[Point-per-instance localization data]
----

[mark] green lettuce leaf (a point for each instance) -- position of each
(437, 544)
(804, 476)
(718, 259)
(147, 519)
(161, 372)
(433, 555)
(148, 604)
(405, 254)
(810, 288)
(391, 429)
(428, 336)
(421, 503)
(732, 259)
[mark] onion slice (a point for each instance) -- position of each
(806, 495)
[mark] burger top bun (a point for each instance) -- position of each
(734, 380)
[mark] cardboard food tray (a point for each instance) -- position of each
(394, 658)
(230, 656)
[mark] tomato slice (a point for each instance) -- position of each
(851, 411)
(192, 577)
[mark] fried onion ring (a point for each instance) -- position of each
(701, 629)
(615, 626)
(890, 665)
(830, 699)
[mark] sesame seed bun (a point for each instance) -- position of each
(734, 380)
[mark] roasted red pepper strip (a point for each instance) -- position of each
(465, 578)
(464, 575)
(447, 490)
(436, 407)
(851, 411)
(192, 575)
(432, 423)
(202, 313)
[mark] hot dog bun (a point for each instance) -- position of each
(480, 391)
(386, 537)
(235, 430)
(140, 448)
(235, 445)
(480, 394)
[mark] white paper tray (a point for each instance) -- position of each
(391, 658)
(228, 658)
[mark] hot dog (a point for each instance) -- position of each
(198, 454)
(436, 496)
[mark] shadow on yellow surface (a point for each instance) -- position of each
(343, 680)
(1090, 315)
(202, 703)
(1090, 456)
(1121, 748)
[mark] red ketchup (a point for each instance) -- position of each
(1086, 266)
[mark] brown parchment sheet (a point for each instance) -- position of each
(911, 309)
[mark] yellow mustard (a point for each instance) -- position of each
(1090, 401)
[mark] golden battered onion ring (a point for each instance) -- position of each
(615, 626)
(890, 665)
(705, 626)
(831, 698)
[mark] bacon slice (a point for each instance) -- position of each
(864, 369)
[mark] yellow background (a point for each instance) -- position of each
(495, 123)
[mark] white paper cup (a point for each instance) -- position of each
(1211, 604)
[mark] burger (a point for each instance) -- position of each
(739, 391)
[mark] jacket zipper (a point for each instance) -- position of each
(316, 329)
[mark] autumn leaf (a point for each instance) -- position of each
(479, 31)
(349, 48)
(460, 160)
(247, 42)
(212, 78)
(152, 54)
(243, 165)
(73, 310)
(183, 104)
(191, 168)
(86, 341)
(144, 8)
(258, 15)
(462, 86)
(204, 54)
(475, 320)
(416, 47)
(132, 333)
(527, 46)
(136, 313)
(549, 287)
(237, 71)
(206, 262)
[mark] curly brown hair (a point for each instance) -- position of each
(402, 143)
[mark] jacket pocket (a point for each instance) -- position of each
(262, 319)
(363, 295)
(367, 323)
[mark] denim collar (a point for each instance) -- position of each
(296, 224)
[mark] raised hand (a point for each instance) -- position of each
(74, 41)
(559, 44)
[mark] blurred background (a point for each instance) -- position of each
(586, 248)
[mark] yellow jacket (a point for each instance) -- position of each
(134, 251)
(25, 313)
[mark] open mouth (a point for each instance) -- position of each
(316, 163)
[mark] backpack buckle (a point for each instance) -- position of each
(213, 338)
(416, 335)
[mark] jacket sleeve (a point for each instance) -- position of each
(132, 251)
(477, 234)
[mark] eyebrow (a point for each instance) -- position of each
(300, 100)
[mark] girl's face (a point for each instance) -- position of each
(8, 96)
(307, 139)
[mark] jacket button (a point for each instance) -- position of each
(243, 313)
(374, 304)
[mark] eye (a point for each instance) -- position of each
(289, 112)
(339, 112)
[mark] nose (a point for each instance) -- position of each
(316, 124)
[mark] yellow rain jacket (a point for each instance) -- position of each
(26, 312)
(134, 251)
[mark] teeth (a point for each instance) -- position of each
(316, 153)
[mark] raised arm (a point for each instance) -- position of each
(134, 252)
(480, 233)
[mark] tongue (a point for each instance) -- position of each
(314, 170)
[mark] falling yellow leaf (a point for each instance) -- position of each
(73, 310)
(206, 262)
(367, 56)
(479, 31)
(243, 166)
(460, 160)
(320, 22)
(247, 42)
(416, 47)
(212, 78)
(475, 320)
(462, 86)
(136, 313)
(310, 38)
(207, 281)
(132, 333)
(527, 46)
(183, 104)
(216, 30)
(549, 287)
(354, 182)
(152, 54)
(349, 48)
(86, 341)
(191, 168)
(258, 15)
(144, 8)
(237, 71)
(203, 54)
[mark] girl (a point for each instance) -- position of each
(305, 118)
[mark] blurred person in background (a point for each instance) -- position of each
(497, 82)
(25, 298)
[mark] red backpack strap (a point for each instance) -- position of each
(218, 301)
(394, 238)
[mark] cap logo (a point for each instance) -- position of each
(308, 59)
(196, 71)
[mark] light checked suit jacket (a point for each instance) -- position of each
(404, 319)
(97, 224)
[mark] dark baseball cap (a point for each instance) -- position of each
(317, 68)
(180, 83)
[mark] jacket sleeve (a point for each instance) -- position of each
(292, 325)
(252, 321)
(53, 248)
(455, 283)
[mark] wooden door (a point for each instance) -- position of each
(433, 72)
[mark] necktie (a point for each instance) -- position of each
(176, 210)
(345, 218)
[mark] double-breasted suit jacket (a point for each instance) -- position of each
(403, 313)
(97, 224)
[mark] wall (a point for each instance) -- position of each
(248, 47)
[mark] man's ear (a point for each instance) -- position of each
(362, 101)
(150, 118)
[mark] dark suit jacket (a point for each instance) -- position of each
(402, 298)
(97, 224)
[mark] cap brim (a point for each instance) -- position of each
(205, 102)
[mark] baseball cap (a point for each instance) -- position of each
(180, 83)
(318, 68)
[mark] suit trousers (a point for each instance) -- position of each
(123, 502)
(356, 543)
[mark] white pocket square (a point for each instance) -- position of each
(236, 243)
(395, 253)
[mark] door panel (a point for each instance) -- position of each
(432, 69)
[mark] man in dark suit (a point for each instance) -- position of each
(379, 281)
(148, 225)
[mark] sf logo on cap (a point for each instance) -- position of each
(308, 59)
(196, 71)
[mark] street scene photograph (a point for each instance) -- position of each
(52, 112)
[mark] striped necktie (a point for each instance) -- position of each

----

> _WORK INSTRUCTION_
Could you copy exactly the line containing "[mark] sf logo" and each line after it through the end of the records, and nothing else?

> _RESPONSE TO THIS EXERCISE_
[mark] sf logo on cap (a point for each instance) -- position of each
(308, 59)
(196, 71)
[mark] street scene photograph (a point for each instance) -- position of each
(52, 112)
[mark] striped necktie (a point for each instance) -- position of each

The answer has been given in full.